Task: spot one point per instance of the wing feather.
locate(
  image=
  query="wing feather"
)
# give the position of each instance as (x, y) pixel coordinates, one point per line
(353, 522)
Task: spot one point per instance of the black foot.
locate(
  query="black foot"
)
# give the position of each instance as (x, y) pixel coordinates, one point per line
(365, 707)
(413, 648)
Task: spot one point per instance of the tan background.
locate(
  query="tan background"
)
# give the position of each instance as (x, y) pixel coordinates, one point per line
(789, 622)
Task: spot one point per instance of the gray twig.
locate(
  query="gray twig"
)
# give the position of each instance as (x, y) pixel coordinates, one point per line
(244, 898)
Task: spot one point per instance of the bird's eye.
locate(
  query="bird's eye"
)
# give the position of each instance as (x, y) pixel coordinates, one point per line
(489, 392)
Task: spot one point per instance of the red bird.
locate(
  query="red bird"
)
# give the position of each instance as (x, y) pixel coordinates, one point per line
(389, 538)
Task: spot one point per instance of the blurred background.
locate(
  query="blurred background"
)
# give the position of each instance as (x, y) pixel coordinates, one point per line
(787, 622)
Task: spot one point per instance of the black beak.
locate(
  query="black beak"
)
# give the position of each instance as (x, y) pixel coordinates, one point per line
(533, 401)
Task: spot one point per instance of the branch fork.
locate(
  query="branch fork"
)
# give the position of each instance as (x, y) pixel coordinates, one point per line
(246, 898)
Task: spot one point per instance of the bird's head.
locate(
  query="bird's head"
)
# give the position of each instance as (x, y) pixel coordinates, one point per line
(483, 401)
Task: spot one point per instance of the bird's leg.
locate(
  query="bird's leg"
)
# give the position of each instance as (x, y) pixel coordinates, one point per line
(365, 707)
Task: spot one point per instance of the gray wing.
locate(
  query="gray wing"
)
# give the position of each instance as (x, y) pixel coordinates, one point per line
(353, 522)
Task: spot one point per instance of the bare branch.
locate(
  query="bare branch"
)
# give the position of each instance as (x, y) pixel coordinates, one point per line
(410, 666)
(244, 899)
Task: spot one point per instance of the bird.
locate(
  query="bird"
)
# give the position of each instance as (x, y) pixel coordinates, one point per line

* **What to do**
Write out every entry above again, word for word.

* **Problem solution**
Task: spot one point per instance of the wing feather.
locate(
  image=
  query="wing feather"
)
# give the position of each instance as (x, y) pixel coordinates, one point per line
(353, 522)
Task: spot one point per instance of the black foot.
locate(
  query="black foot"
)
# give the position of each instance as (x, y) pixel coordinates, one point per line
(365, 707)
(413, 648)
Task: spot one point per instance of the tan background.
locate(
  query="tan background"
)
# give the position of each instance as (x, y) pixel coordinates, one point per line
(789, 622)
Task: spot one point per instance of the gray twig.
locate(
  query="gray twig"
)
# give the position of each instance as (x, y) pixel coordinates, one point per line
(244, 898)
Task: spot one point per instance of the bird's eye.
locate(
  query="bird's eye"
)
# give the position of each instance as (x, y) pixel coordinates, one point per line
(489, 392)
Task: spot one point per instance of the red bird.
locate(
  query="red bird"
)
# give the position of each instance as (x, y) pixel coordinates, one point per line
(389, 538)
Task: spot one point per instance of the blurred background.
locate(
  query="blurred background"
)
# give the position of each instance as (x, y) pixel coordinates, one point per line
(787, 622)
Task: spot one point per instance of the black beak.
locate(
  query="black beak"
)
# give the position of each instance as (x, y) pixel coordinates, one point per line
(533, 401)
Task: spot one point per instance of the branch fork.
locate(
  query="branch fork"
)
# give the position of each instance as (x, y) pixel coordinates, one point per line
(246, 898)
Task: spot one point per instance of the bird's head.
locate(
  query="bird's head"
)
# give the position of each instance as (x, y) pixel coordinates, one point per line
(483, 401)
Task: spot one point per instance of the bird's leg.
locate(
  query="bird's leg"
)
# give the position of each instance as (x, y) pixel coordinates, one point per line
(365, 707)
Task: spot one point per instance of the gray wing.
locate(
  query="gray wing"
)
# give the position of each instance as (x, y) pixel coordinates, one point per line
(353, 522)
Task: spot one point per instance of the bare branch.
locate(
  query="bare branch"
)
# give the position of each instance as (x, y) pixel coordinates, one point per line
(410, 666)
(244, 899)
Task: spot one point per instance of the bird.
locate(
  query="bird"
)
# give the position of each instance as (x, y) pixel coordinates, one point per line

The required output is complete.